*EXERCISE PROMPT*
Output all of the listing below, leaving every line unchanged.

*MATERIALS PROVIDED*
Segment Open

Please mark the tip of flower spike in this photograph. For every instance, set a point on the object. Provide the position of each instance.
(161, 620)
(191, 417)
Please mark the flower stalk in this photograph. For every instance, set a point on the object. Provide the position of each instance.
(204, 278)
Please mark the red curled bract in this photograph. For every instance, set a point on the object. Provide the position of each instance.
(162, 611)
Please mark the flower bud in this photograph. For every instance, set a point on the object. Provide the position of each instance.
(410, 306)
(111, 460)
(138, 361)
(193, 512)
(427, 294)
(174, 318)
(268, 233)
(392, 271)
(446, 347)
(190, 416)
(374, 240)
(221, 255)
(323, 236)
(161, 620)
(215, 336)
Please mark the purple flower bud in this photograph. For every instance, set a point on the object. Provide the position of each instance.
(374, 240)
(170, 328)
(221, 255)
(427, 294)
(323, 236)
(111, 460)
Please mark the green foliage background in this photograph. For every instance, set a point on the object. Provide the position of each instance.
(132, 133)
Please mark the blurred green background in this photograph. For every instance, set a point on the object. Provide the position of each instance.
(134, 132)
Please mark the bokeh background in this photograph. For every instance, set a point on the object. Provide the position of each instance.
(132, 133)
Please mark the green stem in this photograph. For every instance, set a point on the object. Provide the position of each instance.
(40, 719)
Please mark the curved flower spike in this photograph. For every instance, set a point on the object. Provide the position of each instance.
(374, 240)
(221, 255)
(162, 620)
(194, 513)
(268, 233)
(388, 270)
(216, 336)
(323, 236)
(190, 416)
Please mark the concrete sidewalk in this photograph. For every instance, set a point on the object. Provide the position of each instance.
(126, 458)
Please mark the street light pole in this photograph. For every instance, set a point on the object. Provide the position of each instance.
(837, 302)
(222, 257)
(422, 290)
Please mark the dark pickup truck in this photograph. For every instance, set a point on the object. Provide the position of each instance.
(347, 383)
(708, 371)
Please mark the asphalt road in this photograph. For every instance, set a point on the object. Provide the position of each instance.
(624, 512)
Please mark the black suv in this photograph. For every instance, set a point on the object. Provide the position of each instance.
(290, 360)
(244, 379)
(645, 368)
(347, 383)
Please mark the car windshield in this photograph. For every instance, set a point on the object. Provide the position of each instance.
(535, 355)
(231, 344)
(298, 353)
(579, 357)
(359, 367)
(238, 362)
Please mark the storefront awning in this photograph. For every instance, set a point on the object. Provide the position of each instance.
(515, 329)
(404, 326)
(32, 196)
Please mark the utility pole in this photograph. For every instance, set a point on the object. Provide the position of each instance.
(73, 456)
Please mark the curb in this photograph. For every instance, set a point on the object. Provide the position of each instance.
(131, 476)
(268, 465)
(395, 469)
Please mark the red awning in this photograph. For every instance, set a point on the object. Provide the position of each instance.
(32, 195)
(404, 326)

Segment Closed

*EXERCISE SOLUTION*
Please mark the tip of flower spike in this photograph. For every instance, set a point on the object. Provide the position of each instance.
(161, 620)
(191, 417)
Please mark the flower stalk in this photograph. For every instance, set a point on the object. Provide the position of each instance.
(204, 278)
Please mark the red curled bract in this photograph. For every instance, set a point on the object. Provide the position of each instance.
(162, 611)
Please mark the flower bud in this photograph. For every instance, set a point on the object. Provide the position of each instance.
(410, 306)
(111, 460)
(138, 361)
(193, 512)
(427, 294)
(174, 318)
(268, 233)
(392, 271)
(446, 347)
(190, 416)
(374, 240)
(221, 255)
(323, 236)
(161, 620)
(215, 336)
Please mark the purple flower bud in this photograph. For every instance, set a point on the object. Provide the position of each instance.
(374, 240)
(170, 328)
(221, 255)
(427, 294)
(323, 236)
(111, 460)
Please mark the green foliage background in this photograph. For every instance, set a point on the object. Provide the position of each instance.
(132, 133)
Please mark the blurred green background in this photograph. For every instance, set a point on the object. Provide the position of each instance.
(134, 132)
Please mark the bokeh background in this photograph. For every instance, set a point on the object. Provide the position of each instance.
(132, 133)
Please mark the green stem in this photograph. For every instance, set a point on the object. Provide the position of each instance.
(40, 719)
Please mark the curved flower spike in this photograph. For every instance, set a point on the object. Provide the position of each instance.
(374, 240)
(221, 255)
(162, 620)
(194, 513)
(268, 233)
(388, 270)
(216, 336)
(323, 236)
(190, 416)
Please mark the concrete sidewalk in this photograph. For every instance, set a point on the object. Provide the position of each instance.
(126, 458)
Please mark the street light pole in this photograph. For every instance, set a point on the object. Provide the position of each instance.
(837, 302)
(222, 257)
(422, 290)
Please mark the dark pickup truck in this photograph. For every instance, set a point on the object. Provide the position of each instance.
(347, 383)
(708, 371)
Please mark the asphalt road in this photograph. For every instance, set a point on the object. Provide the position of each instance.
(624, 512)
Please mark the black suv in this photograph. For every instance, set a point on the object. Provide the position of each instance.
(290, 360)
(244, 379)
(645, 368)
(347, 383)
Please mark the car windshield in this photograph. For every instance, set a point on the object. Provide the position of each instance.
(535, 355)
(231, 344)
(298, 353)
(579, 357)
(359, 367)
(238, 362)
Please mark the storefront awning in this photograph. For every instance, set a point on the object. Provide the position of each instance.
(515, 329)
(404, 326)
(32, 196)
Please mark the utility pole in this photograph. For every instance, set a point on the object. Provide the position of each instance.
(73, 456)
Please mark the curb in this photograph. For every instance, set a point on the object. Provide the position of each instance.
(131, 476)
(268, 465)
(395, 469)
Please mark the red awning in this photograph. For every instance, set a point on the object. Provide the position of each instance.
(32, 195)
(404, 326)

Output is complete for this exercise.